QUOTED TEXT>
• • • • • • •

Takeaway: brainpower will get you much further than horsepower

robheaton · Answer

A few months ago I wrote a post called "Systems design for advanced beginners" that a lot of people seem to have found helpful.Link: https://robertheaton.com/2020/04/06/systems-design-for-advan... HN comments: https://news.ycombinator.com/item?id=23904000

Kototama · Answer

Designing Data-Intensive Applications is excellent but also check these resources:- https://github.com/donnemartin/system-design-primer- http://aosabook.org/en/index.html

whalesalad · Answer

I want to commend you for asking this question. Once you open your mind to systems thinking (in a general, broad or abstract sense) it will make you a far better engineer.
When it comes to data, you are ultimately worried about 1. storing it and making sure it stays there and 2. retrieving it or asking questions about that data with certain guarantees. Speed? Consistency? Local access? Grabbing a ton of rows at once? Grabbing really old data quick? The old adage is true here: nothing in life is free. If you want fast writes you might sacrifice read performance, or vice versa. If you dial one knob up, one knob needs to get dailed down (usually). All of the tools you listed have various trade offs and were designed or optimized for specific workloads. Some are more general (PSQL is a great example) but looking at them all spread out on a table the differences become more clear.

• • • • • • •

AVAILABLE DATA>
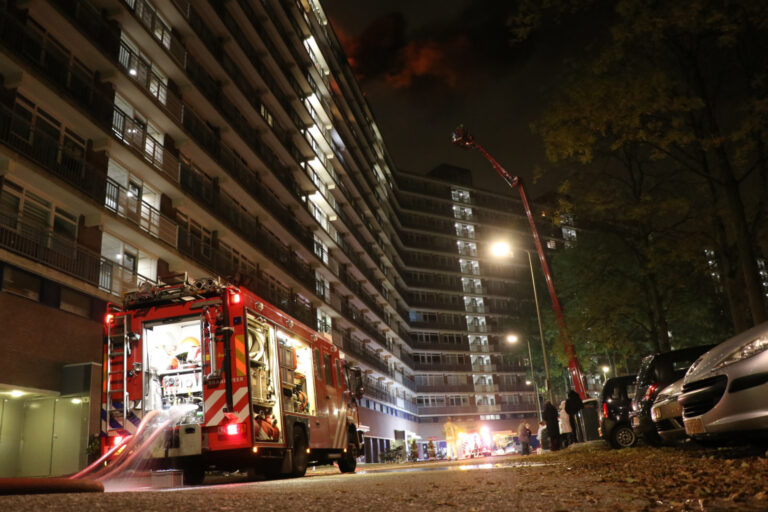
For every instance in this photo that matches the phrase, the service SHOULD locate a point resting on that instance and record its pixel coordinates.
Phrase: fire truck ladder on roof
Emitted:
(118, 350)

• • • • • • •

REQUIREMENTS>
Answer these questions about the thread on systems design:
1. What title did robheaton give the post written a few months ago?
2. Which book does Kototama call excellent?
3. Which tool does whalesalad give as a great example of a more general one?
The data is separate material from the thread on systems design.

ANSWER>
1. "Systems design for advanced beginners"
2. Designing Data-Intensive Applications
3. PSQL